Please restate the entries verbatim. The copy should hold no pictures.
-- -- --
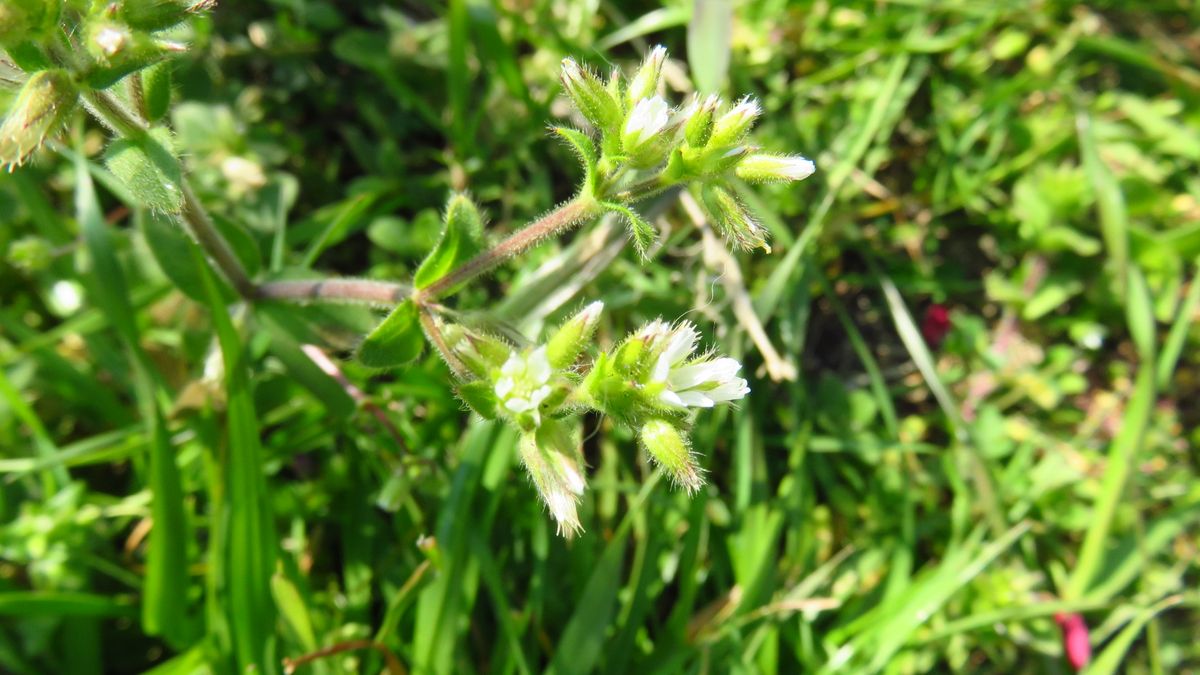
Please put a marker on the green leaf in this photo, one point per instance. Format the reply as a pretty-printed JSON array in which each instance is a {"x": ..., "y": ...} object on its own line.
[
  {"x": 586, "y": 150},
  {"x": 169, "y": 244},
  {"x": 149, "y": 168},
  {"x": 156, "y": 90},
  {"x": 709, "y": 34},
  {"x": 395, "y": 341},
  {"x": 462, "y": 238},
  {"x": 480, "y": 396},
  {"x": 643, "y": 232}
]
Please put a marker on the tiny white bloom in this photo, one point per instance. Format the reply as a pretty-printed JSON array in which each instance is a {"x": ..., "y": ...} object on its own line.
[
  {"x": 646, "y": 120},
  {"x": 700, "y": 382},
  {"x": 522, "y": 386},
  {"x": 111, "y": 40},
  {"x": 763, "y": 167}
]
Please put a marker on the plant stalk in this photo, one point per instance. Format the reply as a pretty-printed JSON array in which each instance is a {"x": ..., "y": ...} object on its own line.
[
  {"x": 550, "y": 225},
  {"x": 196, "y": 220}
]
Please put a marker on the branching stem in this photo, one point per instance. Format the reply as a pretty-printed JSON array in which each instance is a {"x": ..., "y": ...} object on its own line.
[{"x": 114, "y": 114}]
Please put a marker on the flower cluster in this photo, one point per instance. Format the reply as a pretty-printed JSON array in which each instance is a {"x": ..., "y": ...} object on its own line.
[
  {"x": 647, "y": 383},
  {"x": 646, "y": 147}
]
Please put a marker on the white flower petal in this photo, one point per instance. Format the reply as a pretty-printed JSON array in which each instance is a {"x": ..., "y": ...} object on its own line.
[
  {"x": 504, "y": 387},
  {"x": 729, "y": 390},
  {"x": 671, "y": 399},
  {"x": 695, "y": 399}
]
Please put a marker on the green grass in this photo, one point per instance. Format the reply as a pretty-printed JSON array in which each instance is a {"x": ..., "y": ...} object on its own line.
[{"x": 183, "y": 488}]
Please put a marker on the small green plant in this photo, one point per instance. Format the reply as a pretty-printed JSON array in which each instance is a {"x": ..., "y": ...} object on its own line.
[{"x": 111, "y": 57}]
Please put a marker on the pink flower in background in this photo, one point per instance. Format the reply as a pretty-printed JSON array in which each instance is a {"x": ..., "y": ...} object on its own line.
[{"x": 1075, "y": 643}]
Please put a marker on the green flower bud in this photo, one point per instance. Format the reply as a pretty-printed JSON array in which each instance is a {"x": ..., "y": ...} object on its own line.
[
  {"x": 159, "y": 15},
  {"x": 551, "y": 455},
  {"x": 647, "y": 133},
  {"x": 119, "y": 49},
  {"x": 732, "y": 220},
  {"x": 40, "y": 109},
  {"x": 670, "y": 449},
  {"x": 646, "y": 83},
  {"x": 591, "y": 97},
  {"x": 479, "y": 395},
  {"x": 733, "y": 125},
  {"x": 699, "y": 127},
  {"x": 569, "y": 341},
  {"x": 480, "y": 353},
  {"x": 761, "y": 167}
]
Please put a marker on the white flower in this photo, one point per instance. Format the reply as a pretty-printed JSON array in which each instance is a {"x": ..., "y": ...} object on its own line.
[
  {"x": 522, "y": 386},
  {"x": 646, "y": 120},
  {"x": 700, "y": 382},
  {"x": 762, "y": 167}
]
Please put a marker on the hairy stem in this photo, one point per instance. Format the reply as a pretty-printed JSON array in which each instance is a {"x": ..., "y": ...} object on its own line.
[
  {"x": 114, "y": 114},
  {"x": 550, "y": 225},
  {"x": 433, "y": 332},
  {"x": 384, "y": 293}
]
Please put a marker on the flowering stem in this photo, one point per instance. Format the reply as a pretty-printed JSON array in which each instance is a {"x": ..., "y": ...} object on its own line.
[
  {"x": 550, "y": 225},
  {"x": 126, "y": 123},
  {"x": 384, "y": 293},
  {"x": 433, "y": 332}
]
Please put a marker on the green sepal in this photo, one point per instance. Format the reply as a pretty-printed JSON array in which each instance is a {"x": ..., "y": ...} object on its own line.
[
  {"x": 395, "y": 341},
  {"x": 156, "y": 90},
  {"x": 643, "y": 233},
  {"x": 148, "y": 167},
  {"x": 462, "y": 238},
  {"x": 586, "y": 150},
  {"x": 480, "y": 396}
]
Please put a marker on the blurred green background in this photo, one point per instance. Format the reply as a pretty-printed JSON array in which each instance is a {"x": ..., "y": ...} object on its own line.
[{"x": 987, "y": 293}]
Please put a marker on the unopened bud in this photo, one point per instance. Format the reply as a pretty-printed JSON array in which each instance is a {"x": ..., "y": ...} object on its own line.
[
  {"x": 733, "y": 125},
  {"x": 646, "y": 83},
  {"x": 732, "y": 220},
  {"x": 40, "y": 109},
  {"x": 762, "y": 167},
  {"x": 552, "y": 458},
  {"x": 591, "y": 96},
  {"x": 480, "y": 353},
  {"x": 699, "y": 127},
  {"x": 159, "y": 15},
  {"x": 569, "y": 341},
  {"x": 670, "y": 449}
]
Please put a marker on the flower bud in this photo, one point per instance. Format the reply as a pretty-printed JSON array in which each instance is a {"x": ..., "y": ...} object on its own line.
-- -- --
[ANSWER FOR THE TASK]
Please put a marker on the green leaf in this photo, one point per instance. Format the reply as a pretty-printed JSON array in which each instance is a {"x": ..., "y": ...} object on its own line.
[
  {"x": 586, "y": 150},
  {"x": 169, "y": 244},
  {"x": 149, "y": 168},
  {"x": 156, "y": 90},
  {"x": 709, "y": 34},
  {"x": 395, "y": 341},
  {"x": 462, "y": 238},
  {"x": 480, "y": 396},
  {"x": 643, "y": 232}
]
Please put a marker on the tiny white bloom in this photo, one point per instance. Format the reply as a pretty-printed JSON array in which each instance is a {"x": ..., "y": ...} object on its own line.
[
  {"x": 646, "y": 120},
  {"x": 700, "y": 382},
  {"x": 522, "y": 386},
  {"x": 111, "y": 40},
  {"x": 763, "y": 167}
]
Please put a marker on the plant stalk in this photo, one point per instance. Format the reply as a pretty-printed JSON array in which each instance is a {"x": ..., "y": ...} object on its own line.
[
  {"x": 550, "y": 225},
  {"x": 196, "y": 220}
]
Please put a marker on the branching stem in this photo, one point per instance. Format the reply as a pretty-printed JSON array in which each instance is a {"x": ..., "y": ...} object on its own line.
[{"x": 114, "y": 114}]
Please put a marker on the flower cluster in this photo, one point per instance. Format the reply as a pretty-printed JSON array in which each instance is a {"x": ..., "y": ...} object on its own line.
[
  {"x": 647, "y": 383},
  {"x": 646, "y": 147}
]
Please put a marker on the white flower petal in this photo, one point per instance. Format the reply as a pretty-printed JSON array in which each instance is a {"x": ..., "y": ...} object on its own line.
[
  {"x": 504, "y": 387},
  {"x": 729, "y": 390},
  {"x": 671, "y": 399},
  {"x": 695, "y": 399}
]
Please put a marker on the green grass in this photo, one point per instance. Format the reply as a pretty-printed JSON array in which each instance is a {"x": ..., "y": ...} object on its own line.
[{"x": 183, "y": 488}]
Please put a marker on the small green plant in this photo, one point per instance. Format the reply as a pretty-printed JSON array in which each instance is a {"x": ..., "y": ...} object on its own line.
[{"x": 111, "y": 57}]
Please put a marker on the pink flower in background in this photo, one point per instance. Format the reply as a pretty-printed JSON array in which each instance is a {"x": ..., "y": ...} object on its own line.
[{"x": 1075, "y": 643}]
Please put a marker on the green flower bud in this photo, one point per instance. Format the reply as a pretty-printed JSON array in which each instance is a {"x": ..., "y": ...} object on its own line.
[
  {"x": 159, "y": 15},
  {"x": 551, "y": 455},
  {"x": 647, "y": 133},
  {"x": 119, "y": 49},
  {"x": 732, "y": 220},
  {"x": 40, "y": 109},
  {"x": 670, "y": 449},
  {"x": 646, "y": 83},
  {"x": 591, "y": 97},
  {"x": 479, "y": 395},
  {"x": 733, "y": 125},
  {"x": 699, "y": 127},
  {"x": 569, "y": 341},
  {"x": 480, "y": 353},
  {"x": 761, "y": 167}
]
Please put a marker on the white flower in this photo, one point per instance. Format the reply as a pretty-printed JSON array in which each instance is a {"x": ..., "y": ...} object on its own line.
[
  {"x": 522, "y": 386},
  {"x": 646, "y": 120},
  {"x": 700, "y": 382},
  {"x": 762, "y": 167}
]
Please put a marker on the hairy stem in this photo, one point per instance. Format the reply as a pretty-printed JSON array in which each instance is a {"x": ..., "y": ...} object on its own line.
[
  {"x": 114, "y": 114},
  {"x": 550, "y": 225},
  {"x": 433, "y": 332},
  {"x": 384, "y": 293}
]
Please put a marker on the flowering stem in this photo, one point per instance. Format the reply as a pretty-printed JSON array in which each instance is a {"x": ..., "y": ...} object on its own line.
[
  {"x": 550, "y": 225},
  {"x": 126, "y": 123},
  {"x": 384, "y": 293},
  {"x": 433, "y": 332}
]
Please put a marker on the green sepal in this photo, one point per instance. Format the reply as a pretty-printed JSON array in which each instance is a {"x": ..., "y": ...} object on its own line.
[
  {"x": 395, "y": 341},
  {"x": 156, "y": 90},
  {"x": 643, "y": 233},
  {"x": 148, "y": 167},
  {"x": 462, "y": 238},
  {"x": 586, "y": 150},
  {"x": 480, "y": 396}
]
Please put a marker on the blurred green background in this photo, one point per instance. Format the reply as a pretty-printed JSON array in which each instance is a {"x": ..., "y": ...} object on its own line.
[{"x": 987, "y": 293}]
Please put a marker on the unopened bud in this photo, one point per instance. Format the reply as a pretty-printed JSON array in which each instance is a {"x": ..., "y": ...} object on its own line.
[
  {"x": 733, "y": 125},
  {"x": 646, "y": 83},
  {"x": 732, "y": 220},
  {"x": 40, "y": 109},
  {"x": 762, "y": 167},
  {"x": 552, "y": 458},
  {"x": 591, "y": 96},
  {"x": 480, "y": 353},
  {"x": 699, "y": 127},
  {"x": 159, "y": 15},
  {"x": 569, "y": 341},
  {"x": 670, "y": 449}
]
Please put a marker on the flower bud in this photo, one point per instance. Format the reply as a pretty-printed JSON array in which each instance is a {"x": ..., "y": ...} object on its own line.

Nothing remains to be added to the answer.